▸ WHAT TO DO
Find every line in the data below that contains the string "cluster" (case-sensitive) and copy each of those lines.
[Start]
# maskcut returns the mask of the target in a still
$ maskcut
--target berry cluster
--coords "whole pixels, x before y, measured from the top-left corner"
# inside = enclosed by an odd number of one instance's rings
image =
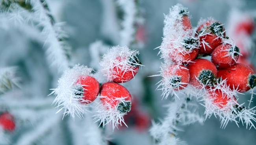
[[[128,82],[136,74],[142,65],[136,56],[138,54],[126,46],[109,49],[100,63],[102,67],[99,72],[106,80],[101,80],[101,87],[95,78],[98,78],[99,73],[92,74],[91,69],[78,65],[66,70],[58,81],[58,87],[53,89],[52,94],[57,96],[54,102],[61,107],[60,111],[65,109],[64,114],[70,114],[72,117],[76,114],[81,117],[87,104],[99,93],[100,101],[97,107],[99,113],[96,115],[98,121],[103,125],[112,121],[113,128],[124,123],[123,116],[131,109],[132,96],[118,83]]]
[[[14,118],[7,112],[0,114],[0,127],[4,130],[12,132],[15,129],[15,123]]]
[[[198,89],[204,92],[206,103],[210,104],[208,111],[232,110],[238,115],[246,109],[235,96],[256,86],[256,74],[249,66],[237,63],[239,48],[226,36],[223,24],[212,18],[202,19],[194,31],[189,14],[178,4],[166,16],[160,47],[165,63],[160,74],[156,75],[162,77],[158,87],[162,87],[159,89],[165,99],[170,94],[178,97],[185,88],[189,94]]]

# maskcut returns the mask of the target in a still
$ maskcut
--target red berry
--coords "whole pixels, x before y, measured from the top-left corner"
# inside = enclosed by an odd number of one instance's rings
[[[104,105],[110,105],[120,113],[126,113],[131,110],[132,96],[126,88],[119,84],[108,82],[102,84],[100,94],[100,100]],[[123,100],[121,99],[123,98]]]
[[[6,130],[12,132],[15,128],[13,116],[9,113],[5,112],[0,115],[0,126]]]
[[[217,69],[211,61],[203,58],[195,60],[187,68],[190,74],[189,84],[195,87],[213,86],[216,83]],[[199,81],[198,81],[199,80]]]
[[[221,44],[211,54],[211,61],[218,69],[234,65],[239,57],[239,48],[229,44]]]
[[[239,58],[238,58],[238,60],[236,62],[249,66],[251,68],[251,69],[252,69],[254,72],[255,72],[255,71],[256,71],[256,69],[255,69],[255,67],[253,65],[253,63],[252,63],[250,61],[247,60],[245,58],[243,57],[243,56],[239,56]]]
[[[221,44],[226,36],[225,29],[218,21],[211,19],[201,24],[197,30],[200,43],[199,54],[210,54]]]
[[[214,103],[219,108],[224,107],[230,101],[231,98],[228,98],[226,94],[223,92],[220,89],[216,89],[215,91],[208,91],[209,96],[213,98]],[[236,100],[234,96],[232,98]]]
[[[187,63],[194,60],[198,53],[198,42],[197,39],[192,37],[185,38],[182,42],[183,47],[174,48],[172,45],[172,49],[169,53],[169,56],[174,62],[178,63]]]
[[[87,104],[95,100],[100,91],[100,84],[94,78],[86,75],[80,76],[76,84],[80,85],[78,87],[75,86],[76,96],[83,96],[82,99],[87,101],[81,100],[81,103]]]
[[[112,72],[113,77],[112,81],[115,83],[120,83],[128,82],[132,80],[138,72],[139,65],[137,64],[141,64],[137,56],[133,55],[127,58],[121,58],[118,57],[117,60],[119,62],[128,60],[128,63],[126,64],[127,66],[124,67],[119,65],[114,67]]]
[[[226,79],[231,89],[238,89],[239,92],[246,92],[256,86],[256,74],[249,66],[236,63],[232,67],[218,71],[217,76]]]
[[[186,10],[183,10],[180,11],[180,14],[182,15],[182,22],[184,30],[191,30],[192,27],[191,22],[189,17],[187,15],[188,12]]]
[[[174,90],[180,90],[187,85],[190,78],[188,70],[183,65],[171,65],[164,71],[163,76]]]

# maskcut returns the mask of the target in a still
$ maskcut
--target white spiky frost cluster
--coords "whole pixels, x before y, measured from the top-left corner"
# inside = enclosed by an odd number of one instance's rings
[[[111,99],[106,96],[100,96],[98,97],[103,98],[104,99]],[[122,102],[123,104],[125,104],[124,102],[130,102],[132,103],[132,100],[126,100],[128,97],[115,98],[110,102],[115,102],[116,100],[118,100],[119,103]],[[111,104],[106,101],[103,102],[102,101],[101,101],[100,102],[98,102],[97,103],[96,108],[97,112],[98,113],[95,115],[95,116],[97,118],[96,121],[99,121],[100,125],[102,125],[103,127],[104,127],[111,123],[113,130],[115,127],[118,128],[119,125],[122,126],[122,123],[127,127],[124,120],[124,116],[126,115],[127,112],[121,113],[119,112],[117,110],[117,106],[113,107],[113,104]]]
[[[152,127],[149,130],[156,141],[156,145],[186,144],[175,137],[176,131],[181,130],[177,125],[178,123],[186,125],[197,121],[202,123],[204,119],[195,112],[194,105],[186,95],[181,95],[179,100],[166,106],[168,107],[167,116],[160,122],[152,121]]]
[[[132,51],[126,46],[113,46],[103,55],[100,62],[101,67],[100,71],[108,81],[112,81],[113,79],[119,77],[117,75],[121,72],[120,71],[124,72],[128,71],[133,73],[135,72],[134,67],[135,67],[132,64],[142,66],[135,60],[136,56],[139,53],[139,51]]]
[[[55,23],[46,1],[26,0],[26,4],[30,5],[31,9],[21,7],[19,4],[20,1],[0,0],[2,4],[0,8],[2,11],[0,13],[0,27],[10,29],[10,26],[13,26],[9,25],[10,22],[13,21],[16,27],[29,24],[30,27],[42,29],[41,33],[45,40],[45,46],[49,62],[60,71],[67,69],[69,62],[66,54],[69,48],[63,41],[67,37],[61,28],[63,23]],[[4,7],[8,5],[11,6]]]
[[[87,111],[86,108],[88,107],[88,105],[82,103],[87,102],[88,101],[82,100],[76,95],[76,93],[82,93],[76,88],[83,86],[76,84],[76,82],[80,76],[89,76],[92,71],[92,69],[86,66],[77,65],[73,68],[64,71],[58,81],[58,87],[52,89],[53,91],[50,94],[54,94],[56,96],[53,103],[58,104],[57,107],[61,108],[57,112],[63,109],[64,116],[70,114],[74,118],[76,114],[79,117],[82,117],[82,114]]]
[[[170,58],[170,54],[172,54],[175,60],[179,64],[182,62],[189,62],[187,60],[183,60],[181,58],[181,54],[191,53],[196,47],[194,44],[189,45],[184,42],[184,39],[192,37],[192,29],[184,30],[182,25],[182,14],[180,13],[181,11],[187,11],[180,4],[178,4],[171,9],[169,14],[165,15],[163,42],[160,47],[161,53],[161,58],[163,58],[165,63],[172,62]],[[185,12],[189,14],[188,12]],[[183,46],[186,46],[189,50],[186,50]]]

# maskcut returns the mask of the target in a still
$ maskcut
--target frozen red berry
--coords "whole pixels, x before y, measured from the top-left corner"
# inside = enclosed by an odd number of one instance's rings
[[[100,98],[104,106],[109,105],[120,113],[126,113],[131,110],[132,96],[122,85],[108,82],[102,84],[100,91]]]
[[[211,61],[218,69],[223,69],[234,65],[239,57],[239,48],[229,44],[221,44],[211,54]]]
[[[187,85],[190,78],[188,70],[183,65],[174,64],[164,70],[163,76],[165,81],[174,90],[182,90]]]
[[[189,84],[195,87],[202,86],[213,86],[216,83],[217,69],[209,60],[199,58],[195,60],[189,64],[187,68],[190,75]]]
[[[226,36],[225,29],[220,22],[210,19],[201,24],[197,30],[200,42],[199,54],[210,54],[221,44]]]
[[[8,112],[1,114],[0,115],[0,126],[5,130],[13,131],[15,126],[13,116]]]
[[[217,76],[226,79],[230,89],[237,89],[239,92],[246,92],[256,86],[256,74],[250,67],[241,63],[218,70]]]
[[[190,18],[188,15],[188,12],[186,9],[183,9],[180,11],[179,14],[182,15],[182,22],[184,30],[185,31],[191,30],[192,29],[192,25]]]
[[[128,56],[127,58],[119,58],[119,61],[124,61],[124,60],[128,59],[128,66],[124,67],[119,65],[114,67],[113,70],[113,74],[114,77],[112,81],[117,83],[124,83],[132,80],[137,74],[139,70],[139,66],[137,64],[141,64],[139,59],[135,56]]]
[[[171,45],[170,49],[172,50],[169,53],[169,56],[176,63],[187,63],[193,61],[197,55],[198,40],[193,37],[188,37],[184,39],[181,44],[182,47],[178,48]]]
[[[89,103],[94,101],[98,96],[100,84],[94,78],[83,75],[78,78],[74,89],[76,96],[82,99],[81,103]]]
[End]
▸ WRITTEN RESPONSE
--target berry cluster
--target white spiky frost cluster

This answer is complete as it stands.